#### SOURCE DATA

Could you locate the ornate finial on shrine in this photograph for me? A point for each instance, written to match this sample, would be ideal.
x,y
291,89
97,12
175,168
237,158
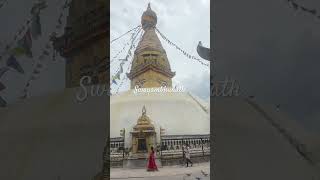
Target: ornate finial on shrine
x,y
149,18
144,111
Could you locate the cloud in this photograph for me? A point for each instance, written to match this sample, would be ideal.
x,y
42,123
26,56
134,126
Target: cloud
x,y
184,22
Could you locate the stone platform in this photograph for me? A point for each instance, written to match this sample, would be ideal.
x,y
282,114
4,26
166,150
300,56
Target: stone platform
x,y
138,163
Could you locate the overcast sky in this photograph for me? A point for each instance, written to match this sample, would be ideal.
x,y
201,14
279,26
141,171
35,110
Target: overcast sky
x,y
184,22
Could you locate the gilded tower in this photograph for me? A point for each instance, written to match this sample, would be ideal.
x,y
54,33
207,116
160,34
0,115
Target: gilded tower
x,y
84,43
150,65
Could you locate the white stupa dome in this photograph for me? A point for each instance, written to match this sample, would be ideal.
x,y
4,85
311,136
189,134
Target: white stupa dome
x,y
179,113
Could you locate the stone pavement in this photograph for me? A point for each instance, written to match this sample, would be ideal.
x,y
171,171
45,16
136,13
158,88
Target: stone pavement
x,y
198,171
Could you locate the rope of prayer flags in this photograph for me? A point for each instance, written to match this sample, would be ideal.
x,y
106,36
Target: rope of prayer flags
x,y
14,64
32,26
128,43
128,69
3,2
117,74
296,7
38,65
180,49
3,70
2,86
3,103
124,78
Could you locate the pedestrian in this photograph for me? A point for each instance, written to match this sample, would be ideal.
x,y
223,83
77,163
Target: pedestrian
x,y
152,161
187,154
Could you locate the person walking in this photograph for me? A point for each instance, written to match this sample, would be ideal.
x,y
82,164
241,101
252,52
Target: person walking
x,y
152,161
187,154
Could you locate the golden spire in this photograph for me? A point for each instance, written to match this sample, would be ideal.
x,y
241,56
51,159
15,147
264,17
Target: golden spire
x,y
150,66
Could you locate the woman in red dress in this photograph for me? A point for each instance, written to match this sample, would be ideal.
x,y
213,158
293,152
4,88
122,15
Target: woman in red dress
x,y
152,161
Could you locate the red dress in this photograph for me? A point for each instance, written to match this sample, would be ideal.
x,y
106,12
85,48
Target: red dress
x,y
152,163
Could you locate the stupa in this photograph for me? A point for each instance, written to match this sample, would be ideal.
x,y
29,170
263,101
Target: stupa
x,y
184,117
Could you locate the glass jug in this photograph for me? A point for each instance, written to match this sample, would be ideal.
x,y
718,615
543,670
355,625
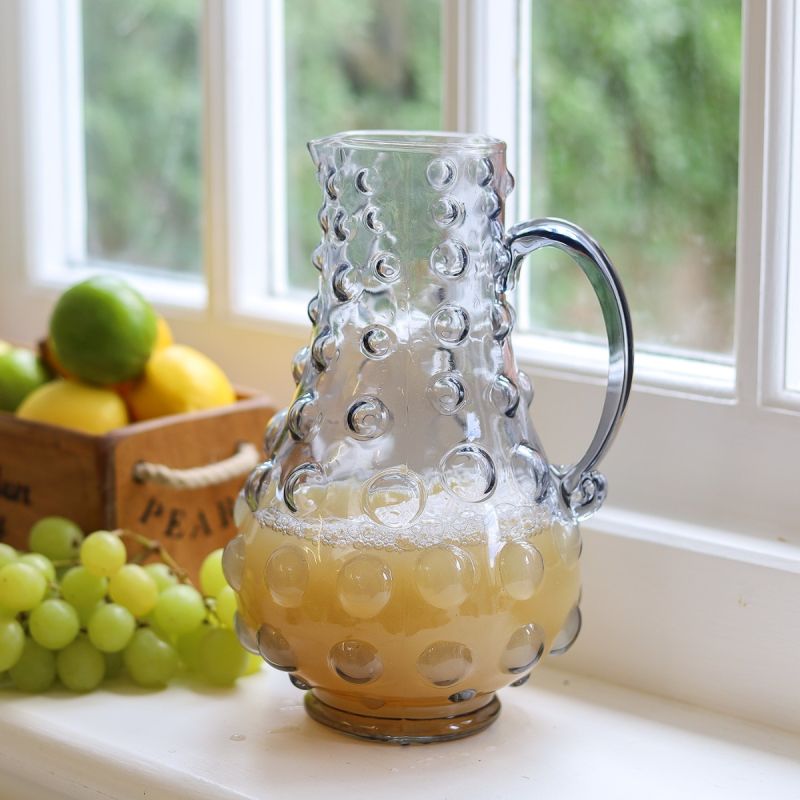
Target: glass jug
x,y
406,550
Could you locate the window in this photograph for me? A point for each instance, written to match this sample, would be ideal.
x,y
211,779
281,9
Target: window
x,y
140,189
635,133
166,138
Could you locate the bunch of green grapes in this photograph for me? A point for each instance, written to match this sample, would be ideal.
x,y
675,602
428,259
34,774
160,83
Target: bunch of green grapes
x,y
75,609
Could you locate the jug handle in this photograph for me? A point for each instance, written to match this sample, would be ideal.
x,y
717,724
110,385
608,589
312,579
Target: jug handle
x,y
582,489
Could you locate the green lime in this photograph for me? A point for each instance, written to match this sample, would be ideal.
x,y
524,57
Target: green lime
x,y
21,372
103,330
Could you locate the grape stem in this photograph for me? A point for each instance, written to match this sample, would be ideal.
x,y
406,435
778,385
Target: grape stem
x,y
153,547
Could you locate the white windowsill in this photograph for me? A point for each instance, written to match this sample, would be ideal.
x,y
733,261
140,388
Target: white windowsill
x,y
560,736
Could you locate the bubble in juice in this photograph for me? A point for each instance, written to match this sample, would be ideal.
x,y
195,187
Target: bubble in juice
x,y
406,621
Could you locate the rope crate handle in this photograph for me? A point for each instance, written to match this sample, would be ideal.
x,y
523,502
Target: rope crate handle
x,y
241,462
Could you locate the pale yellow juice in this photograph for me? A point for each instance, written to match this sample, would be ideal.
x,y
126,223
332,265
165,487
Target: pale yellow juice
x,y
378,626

########

HOW TO COMPLETE THIS TASK: The entries above need to be transcribed word for word, and the pictures stay out.

FINISHED TASK:
Could you locate the ornate finial on shrine in this photograph for me? A point for each instance, written to match this sample, would be ideal.
x,y
291,89
97,12
175,168
237,158
Target: ornate finial on shrine
x,y
149,18
144,111
Could you locate the cloud in this photograph for me? A point for each instance, written to match this sample, would be ideal.
x,y
42,123
26,56
134,126
Target: cloud
x,y
184,22
Could you locate the stone platform in this photograph for me? A point for each instance, written to match this sample, would be ideal.
x,y
282,114
4,26
166,150
300,56
Target: stone platform
x,y
138,163
Could you locate the overcast sky in this photograph for me? A point for each instance, written to match this sample, would be ideal.
x,y
201,14
279,26
141,171
35,110
Target: overcast sky
x,y
184,22
Could you locate the gilded tower in this photograph for me? A point for each instance, written to match this sample, would be ideal.
x,y
54,33
207,116
160,34
0,115
Target: gilded tower
x,y
84,43
150,65
Could you locate the white stupa dome in this photograph for me? A point for each instance, written to match this sample, would be ideal.
x,y
4,85
311,136
189,134
Target: white stupa dome
x,y
179,113
Could you locate the stone pavement in this photograph for me? A point for each instance, written to match this sample, would be ideal.
x,y
171,171
45,16
136,13
158,88
Target: stone pavement
x,y
198,171
Could you locate the rope of prayer flags in this photograph for me? A point for each instance, written to match this sample, would be ideal.
x,y
106,36
Target: rope of prayer flags
x,y
14,64
32,26
128,43
128,69
3,2
117,74
296,7
38,65
180,49
3,70
2,86
3,103
124,78
Could you locate the pedestrian in this photograph for me? A point for each instance, written to match this sample, would be ideal.
x,y
223,83
77,163
Target: pedestrian
x,y
152,161
187,154
Could you locate the person walking in this photograph for me? A point for each instance, written to match this sample, would be ideal.
x,y
82,164
241,101
252,52
Target: person walking
x,y
152,161
187,154
Could you locate the golden spire in this photograph for me? A point for each instance, written to match this sample, would be ideal.
x,y
241,56
51,159
15,147
264,17
Target: golden spire
x,y
150,66
Could you locate the woman in red dress in this photograph for me? A point for each instance, written to match this sample, would be ideal.
x,y
213,158
293,152
4,88
122,15
Target: woman in red dress
x,y
152,161
Could you locate the red dress in this photograph for me? A point for each instance, written to match this sample, would be ideal.
x,y
106,12
85,48
Target: red dress
x,y
152,163
Could you locate the stupa in this photograph for me? A point for each instance, written to match this sample, would be ideal.
x,y
29,170
263,101
Target: stupa
x,y
184,117
Could you locate the glass jug in this photograph for me? A point for each instance, written to match this sample, would be ideal.
x,y
718,615
543,670
355,625
Target: glass jug
x,y
406,550
Could you locate the window in this photograph for me? A point for each instance, written to match this sample, would be ideal.
x,y
211,779
281,9
Target: window
x,y
140,189
635,133
166,138
Could you locate the bunch of green grapes in this photograph for me? A point for each instance, written to match this sample, would be ideal.
x,y
675,602
428,259
34,774
160,83
Target: bunch of green grapes
x,y
75,609
Could you locate the jug handle in this photograph for me? A point for each instance, written to match this sample, would be ideal.
x,y
717,724
110,385
608,589
312,579
Target: jug handle
x,y
582,489
Could you locate the green lime in this photograph for me? A point for each instance, written to match this sample, would be ideal.
x,y
524,57
Target: green lime
x,y
21,372
103,330
Could you locate the grape stem in this photograph for me? A point for each instance, written to match this sample, would be ideal.
x,y
406,435
778,385
Target: grape stem
x,y
153,547
Could you locate the white windowsill in this photograph for me? A point for each instance, written to match this sample, would be ideal.
x,y
733,261
140,388
Target: white windowsill
x,y
560,736
Could you locate the bubble in juice in this photograph for me? A point for each instance, written to match this sample, would be ideal.
x,y
195,187
Target: bubble in juice
x,y
406,621
Could you locate the rope crate handle in this photograph for me? A point for each instance, written to match this sample, would be ideal.
x,y
523,502
Target: rope crate handle
x,y
241,462
Could you locate the pale yellow juice in this photograph for me? A point for each instance, written to match this sample, would be ideal.
x,y
126,223
332,265
165,487
Target: pale yellow juice
x,y
378,626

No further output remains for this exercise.